SELECTION
A learner driver injured her instructor in an accident. The court held that the learner must be judged by the same objective standard of care as a reasonably competent and qualified driver, not a lower standard reflecting her inexperience. This established a uniform standard.
Facts
The plaintiff, Mr Nettleship, agreed to give driving lessons to his friend’s wife, the defendant, Mrs Weston. Before doing so, he enquired about her insurance coverage and was assured that she was covered by a fully comprehensive policy. On the third lesson, while executing a simple manoeuvre, Mrs Weston panicked. She failed to straighten the steering wheel, kept her foot on the accelerator, and drove into a lamppost. The plaintiff fractured his knee in the collision and sued the defendant for damages in negligence. At trial, the judge found that the defendant had tried to do her best and was not in breach of any duty owed to her instructor. The judge also held that, if a duty had been breached, the plaintiff was contributorily negligent and would have been 50% responsible.
Issues
The Court of Appeal considered several key legal issues:
- What is the standard of care owed by a learner driver to others, including their instructor?
- Should the standard be subjective, reflecting the driver’s inexperience, or objective and uniform for all drivers?
- Is the defence of volenti non fit injuria (that the claimant voluntarily accepted the risk) applicable where an instructor agrees to teach a learner?
- Was the instructor contributorily negligent for his own injuries?
Judgment
The Court of Appeal, by a majority, allowed the appeal, finding the defendant liable in negligence but reducing the damages for the plaintiff’s contributory negligence.
Lord Denning M.R. (Majority)
Lord Denning held that the law requires a single, objective standard of care for all drivers, irrespective of their individual level of experience. He argued that a variable standard would be uncertain and impractical. Policy considerations, particularly the existence of compulsory third-party insurance, influenced his reasoning, as it ensured that innocent victims could be compensated.
It is measured objectively by the care to be expected of an experienced, skilled and careful driver.

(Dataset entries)
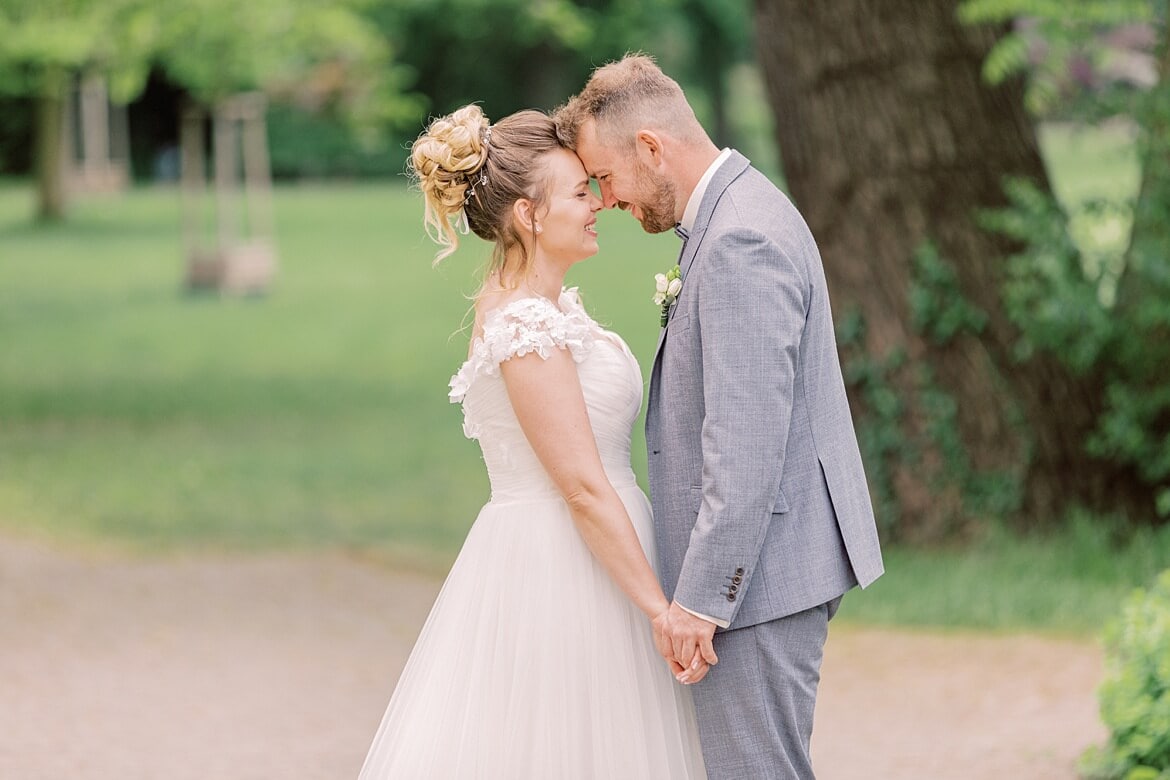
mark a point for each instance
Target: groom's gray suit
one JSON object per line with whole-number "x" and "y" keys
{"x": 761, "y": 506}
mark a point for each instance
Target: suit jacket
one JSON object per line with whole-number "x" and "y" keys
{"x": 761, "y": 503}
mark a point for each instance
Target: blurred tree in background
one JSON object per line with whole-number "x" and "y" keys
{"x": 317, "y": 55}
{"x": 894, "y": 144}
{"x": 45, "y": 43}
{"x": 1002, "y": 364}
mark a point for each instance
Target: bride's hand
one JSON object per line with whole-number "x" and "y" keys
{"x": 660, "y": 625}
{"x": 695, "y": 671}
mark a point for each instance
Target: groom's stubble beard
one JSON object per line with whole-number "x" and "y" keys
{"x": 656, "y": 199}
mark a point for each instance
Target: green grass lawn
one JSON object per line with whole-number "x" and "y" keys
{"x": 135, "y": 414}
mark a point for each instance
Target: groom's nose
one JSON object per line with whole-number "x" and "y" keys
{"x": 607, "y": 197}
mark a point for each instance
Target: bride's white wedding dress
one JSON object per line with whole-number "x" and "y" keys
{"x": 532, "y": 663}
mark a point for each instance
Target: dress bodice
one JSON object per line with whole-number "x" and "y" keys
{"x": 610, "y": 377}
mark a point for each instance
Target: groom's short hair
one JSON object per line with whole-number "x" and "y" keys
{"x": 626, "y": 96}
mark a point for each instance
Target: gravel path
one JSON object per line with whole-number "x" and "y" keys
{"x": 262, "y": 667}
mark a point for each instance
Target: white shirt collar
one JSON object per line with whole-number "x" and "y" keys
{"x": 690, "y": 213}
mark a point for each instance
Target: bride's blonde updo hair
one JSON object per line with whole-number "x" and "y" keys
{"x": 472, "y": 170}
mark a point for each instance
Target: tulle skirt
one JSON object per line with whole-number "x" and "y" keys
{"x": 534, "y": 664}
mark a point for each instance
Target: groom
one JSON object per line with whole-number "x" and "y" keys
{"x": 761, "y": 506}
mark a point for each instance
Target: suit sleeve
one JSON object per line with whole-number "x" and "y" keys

WRITTEN INSTRUCTION 1
Answer these questions about the case summary:
(a) What did Mrs Weston drive into during the third lesson?
(b) What injury did Mr Nettleship suffer in the collision?
(c) Which policy consideration influenced Lord Denning's reasoning?
WRITTEN INSTRUCTION 2
Gather every line of the rows that contains the string "groom". Case counts.

WRITTEN REPLY 1
(a) A lamppost.
(b) A fractured knee.
(c) The existence of compulsory third-party insurance.

WRITTEN REPLY 2
Target: groom's gray suit
Target: groom's stubble beard
Target: groom's nose
Target: groom's short hair
Target: groom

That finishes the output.